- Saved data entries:
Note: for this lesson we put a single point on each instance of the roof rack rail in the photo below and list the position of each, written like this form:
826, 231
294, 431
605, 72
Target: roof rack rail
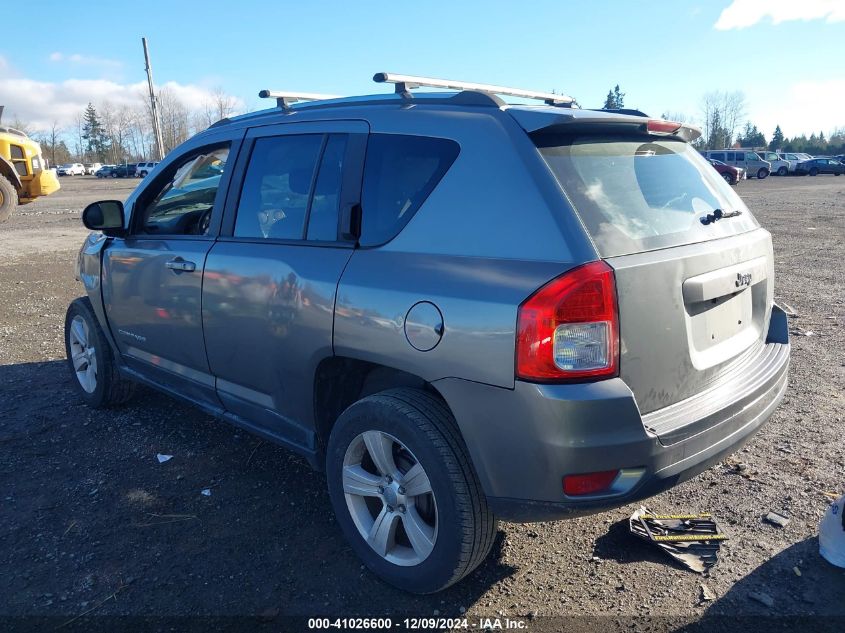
404, 84
284, 99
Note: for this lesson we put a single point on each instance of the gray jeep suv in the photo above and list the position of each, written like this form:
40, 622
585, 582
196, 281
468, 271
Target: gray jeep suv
461, 310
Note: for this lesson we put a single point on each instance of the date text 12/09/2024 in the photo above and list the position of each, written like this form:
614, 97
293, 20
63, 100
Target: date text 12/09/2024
415, 624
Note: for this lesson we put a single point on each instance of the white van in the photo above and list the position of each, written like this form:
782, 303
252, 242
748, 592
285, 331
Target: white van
746, 159
780, 166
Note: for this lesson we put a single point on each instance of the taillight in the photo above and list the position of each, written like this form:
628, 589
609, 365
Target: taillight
569, 328
661, 127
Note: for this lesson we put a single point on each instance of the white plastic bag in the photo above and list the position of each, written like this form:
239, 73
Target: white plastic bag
832, 533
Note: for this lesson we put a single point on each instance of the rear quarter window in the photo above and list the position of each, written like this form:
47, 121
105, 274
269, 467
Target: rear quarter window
639, 194
400, 172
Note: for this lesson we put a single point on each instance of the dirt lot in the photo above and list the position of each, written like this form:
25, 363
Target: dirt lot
90, 521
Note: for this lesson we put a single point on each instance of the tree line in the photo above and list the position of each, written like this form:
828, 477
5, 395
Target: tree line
113, 134
724, 124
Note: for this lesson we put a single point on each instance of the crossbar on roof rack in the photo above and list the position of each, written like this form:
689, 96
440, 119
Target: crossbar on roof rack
404, 84
285, 99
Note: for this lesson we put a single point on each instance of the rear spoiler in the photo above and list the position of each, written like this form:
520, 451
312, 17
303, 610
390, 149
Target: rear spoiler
543, 121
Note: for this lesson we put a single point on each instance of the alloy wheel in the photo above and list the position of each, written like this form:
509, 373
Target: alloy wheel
83, 354
390, 499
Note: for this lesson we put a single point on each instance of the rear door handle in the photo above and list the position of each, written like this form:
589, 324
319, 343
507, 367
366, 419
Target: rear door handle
181, 265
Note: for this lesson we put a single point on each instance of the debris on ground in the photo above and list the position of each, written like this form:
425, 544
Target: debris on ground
691, 539
832, 533
776, 519
741, 468
762, 598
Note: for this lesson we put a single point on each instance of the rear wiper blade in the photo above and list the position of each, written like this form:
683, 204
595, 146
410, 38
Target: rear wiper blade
718, 214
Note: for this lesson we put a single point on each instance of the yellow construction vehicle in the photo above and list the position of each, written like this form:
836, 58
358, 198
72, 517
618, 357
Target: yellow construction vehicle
24, 175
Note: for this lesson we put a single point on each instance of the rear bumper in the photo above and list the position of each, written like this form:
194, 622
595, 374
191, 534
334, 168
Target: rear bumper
523, 441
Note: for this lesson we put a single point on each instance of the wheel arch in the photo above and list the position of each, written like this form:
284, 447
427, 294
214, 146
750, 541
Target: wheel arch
340, 381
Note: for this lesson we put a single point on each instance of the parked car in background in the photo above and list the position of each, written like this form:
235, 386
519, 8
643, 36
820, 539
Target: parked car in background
124, 171
747, 159
313, 283
821, 165
731, 174
779, 166
794, 157
142, 169
105, 171
71, 169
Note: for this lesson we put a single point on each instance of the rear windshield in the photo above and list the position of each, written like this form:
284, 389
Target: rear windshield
640, 194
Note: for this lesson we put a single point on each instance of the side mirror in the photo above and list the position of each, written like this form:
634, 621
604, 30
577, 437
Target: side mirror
105, 216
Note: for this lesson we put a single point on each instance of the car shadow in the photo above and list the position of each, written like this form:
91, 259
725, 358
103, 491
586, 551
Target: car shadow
774, 598
229, 525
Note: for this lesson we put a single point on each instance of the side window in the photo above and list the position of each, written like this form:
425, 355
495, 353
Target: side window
183, 206
322, 219
399, 174
276, 189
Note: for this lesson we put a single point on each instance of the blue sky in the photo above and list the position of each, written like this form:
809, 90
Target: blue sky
786, 56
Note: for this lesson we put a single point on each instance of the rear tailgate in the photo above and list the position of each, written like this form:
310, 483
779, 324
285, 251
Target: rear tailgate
687, 313
694, 293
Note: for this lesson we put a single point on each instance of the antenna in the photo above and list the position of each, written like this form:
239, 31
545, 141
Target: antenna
153, 106
404, 84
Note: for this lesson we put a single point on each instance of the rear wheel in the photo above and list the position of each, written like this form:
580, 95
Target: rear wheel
91, 360
405, 493
8, 199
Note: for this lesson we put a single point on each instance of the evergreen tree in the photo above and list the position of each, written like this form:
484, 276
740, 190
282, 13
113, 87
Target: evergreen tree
751, 137
619, 97
777, 140
94, 135
615, 99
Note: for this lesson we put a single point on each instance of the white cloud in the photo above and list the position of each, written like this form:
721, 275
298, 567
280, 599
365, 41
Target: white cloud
744, 13
40, 103
84, 60
804, 108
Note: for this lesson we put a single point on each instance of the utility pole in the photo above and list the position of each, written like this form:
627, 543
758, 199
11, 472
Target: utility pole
153, 103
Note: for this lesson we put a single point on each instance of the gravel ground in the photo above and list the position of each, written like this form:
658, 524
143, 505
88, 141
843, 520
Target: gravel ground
90, 521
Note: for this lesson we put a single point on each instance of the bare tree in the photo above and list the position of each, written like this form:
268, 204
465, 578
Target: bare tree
79, 140
219, 106
722, 113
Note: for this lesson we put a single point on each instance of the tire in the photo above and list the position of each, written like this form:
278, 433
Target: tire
458, 526
8, 199
90, 359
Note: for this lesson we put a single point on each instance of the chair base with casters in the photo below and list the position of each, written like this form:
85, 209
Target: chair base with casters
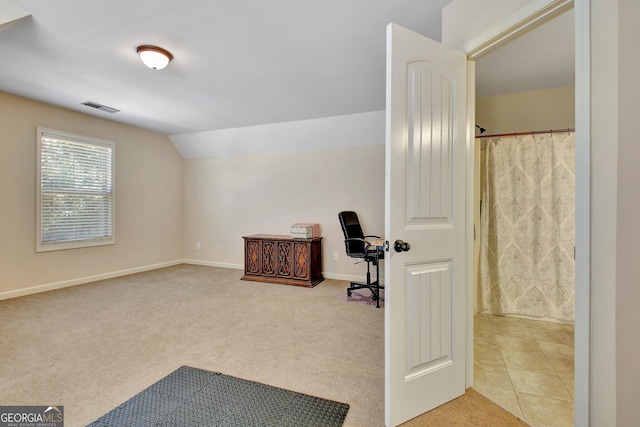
374, 287
357, 246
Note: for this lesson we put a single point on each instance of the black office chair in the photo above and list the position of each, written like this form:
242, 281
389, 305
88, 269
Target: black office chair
358, 247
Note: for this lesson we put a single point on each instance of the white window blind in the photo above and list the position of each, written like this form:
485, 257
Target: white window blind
75, 191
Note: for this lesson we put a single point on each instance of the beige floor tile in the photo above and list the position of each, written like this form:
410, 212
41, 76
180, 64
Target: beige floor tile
547, 326
510, 330
557, 337
487, 338
532, 362
493, 376
544, 412
505, 398
559, 351
487, 354
523, 344
539, 384
501, 320
563, 367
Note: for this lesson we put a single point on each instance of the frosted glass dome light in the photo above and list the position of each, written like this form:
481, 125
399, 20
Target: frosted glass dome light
154, 57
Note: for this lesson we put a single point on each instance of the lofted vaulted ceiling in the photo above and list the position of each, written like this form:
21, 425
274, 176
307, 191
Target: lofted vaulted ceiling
236, 63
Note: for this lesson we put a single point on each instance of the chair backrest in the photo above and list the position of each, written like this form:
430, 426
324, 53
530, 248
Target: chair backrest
352, 230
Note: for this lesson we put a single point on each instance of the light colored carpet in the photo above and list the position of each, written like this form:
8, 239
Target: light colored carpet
470, 410
91, 347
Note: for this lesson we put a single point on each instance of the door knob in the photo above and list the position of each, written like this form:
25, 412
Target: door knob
401, 246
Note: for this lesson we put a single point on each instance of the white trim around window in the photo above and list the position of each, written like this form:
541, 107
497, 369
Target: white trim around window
75, 204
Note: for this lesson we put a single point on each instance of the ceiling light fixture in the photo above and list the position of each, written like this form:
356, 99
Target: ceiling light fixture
154, 57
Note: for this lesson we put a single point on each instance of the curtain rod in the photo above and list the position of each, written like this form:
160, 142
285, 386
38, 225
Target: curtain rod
535, 132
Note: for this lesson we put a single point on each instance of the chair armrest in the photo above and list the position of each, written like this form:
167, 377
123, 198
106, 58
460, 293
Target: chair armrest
367, 244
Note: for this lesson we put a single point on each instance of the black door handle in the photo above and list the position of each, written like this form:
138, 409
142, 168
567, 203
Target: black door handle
401, 246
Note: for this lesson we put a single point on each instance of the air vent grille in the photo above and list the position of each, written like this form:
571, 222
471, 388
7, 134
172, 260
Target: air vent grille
100, 107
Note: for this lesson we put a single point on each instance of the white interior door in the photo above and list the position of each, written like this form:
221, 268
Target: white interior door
424, 207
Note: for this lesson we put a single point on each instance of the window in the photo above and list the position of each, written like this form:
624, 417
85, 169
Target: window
76, 195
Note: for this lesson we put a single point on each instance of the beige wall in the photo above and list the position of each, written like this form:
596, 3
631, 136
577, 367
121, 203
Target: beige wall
527, 111
229, 197
628, 231
149, 213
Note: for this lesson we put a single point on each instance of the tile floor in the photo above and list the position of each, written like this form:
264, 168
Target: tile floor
526, 366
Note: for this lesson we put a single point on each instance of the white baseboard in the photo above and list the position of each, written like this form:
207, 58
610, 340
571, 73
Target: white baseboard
213, 264
82, 280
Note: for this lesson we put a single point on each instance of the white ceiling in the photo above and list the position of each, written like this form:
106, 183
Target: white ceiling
236, 63
540, 59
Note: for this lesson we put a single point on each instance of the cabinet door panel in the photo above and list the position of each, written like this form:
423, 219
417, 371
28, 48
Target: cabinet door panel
269, 258
285, 255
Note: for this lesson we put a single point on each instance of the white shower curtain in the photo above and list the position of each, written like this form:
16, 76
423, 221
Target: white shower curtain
528, 237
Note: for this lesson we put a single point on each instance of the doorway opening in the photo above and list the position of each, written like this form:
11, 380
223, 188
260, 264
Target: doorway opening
523, 363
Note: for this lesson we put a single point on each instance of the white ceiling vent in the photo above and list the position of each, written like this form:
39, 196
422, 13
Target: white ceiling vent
100, 107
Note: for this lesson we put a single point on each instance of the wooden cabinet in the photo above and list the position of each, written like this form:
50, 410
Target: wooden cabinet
282, 259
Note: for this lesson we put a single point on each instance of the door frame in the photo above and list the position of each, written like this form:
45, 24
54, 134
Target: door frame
536, 13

- Given instruction: Above are the records; copy exactly the lines from the one with "of the tile" through the final line.

- Result for this exercise:
Note: for this lesson we put a single point on each instance of the tile floor in the photo above and list the position of each, written like this form:
264, 168
Target: tile floor
526, 366
Note: for this lesson we put a single point on each instance of the white baseboard in the photo above and list the position of each, written like this form:
207, 58
610, 340
571, 73
Target: white baseboard
213, 264
82, 280
Note: for this lesson we put a single point on each instance of the white ceiling in the photo above and list the position of each, written like this form:
106, 183
Target: white ceiling
236, 63
540, 59
Note: for this lesson we put a single point on each instance of the cabinet door panel in the photo above and list the position of each, written like this form:
423, 219
417, 371
28, 48
Target: cabinet door panel
269, 258
285, 255
Note: for this lesson we put a single point on each instance of the white shower curtain in the photo above and list the position of each, written like this form:
16, 76
423, 221
Target: white shower curtain
528, 237
Note: for this lesson we put a single point on each instance of the doorway opening in the photo above and list the position of each, written like this form:
11, 380
223, 188
260, 264
Target: doorway opening
523, 363
Note: for this lesson we put a single point on each instance of the white ceiling vent in the photo above and list the position of each, written like this form:
39, 196
422, 13
Target: white ceiling vent
100, 107
Note: for this lesson we put a single point on each instance of the wooden cabinet in the photo above and list the position of each, written like this form:
50, 410
Target: wooden cabinet
282, 259
Note: for this lesson we put a single point on each instance of the door frame in the photo above and list the position of each, written like this form:
45, 24
54, 134
Target: door frame
536, 13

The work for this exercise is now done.